- Data for analysis -
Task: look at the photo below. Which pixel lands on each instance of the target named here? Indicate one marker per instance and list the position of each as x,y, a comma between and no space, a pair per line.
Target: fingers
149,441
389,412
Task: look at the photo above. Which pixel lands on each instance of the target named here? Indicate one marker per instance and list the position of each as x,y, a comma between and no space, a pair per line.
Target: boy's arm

- Work order -
Transcribe every record above exactly.

- Your solution -
Task: look at the photo below. Which pixel lands on each instance of the target named here? Indicate one marker per instance and list the position of each as x,y, a comma between and no space, a pair per line.
Target: fingers
149,441
389,412
Task: look at the photo above. Which pixel lands on each instance of the target named here? Indicate one marker per instance and list the position of each as x,y, a comma between and no space, a pair per line.
Target: boy's arm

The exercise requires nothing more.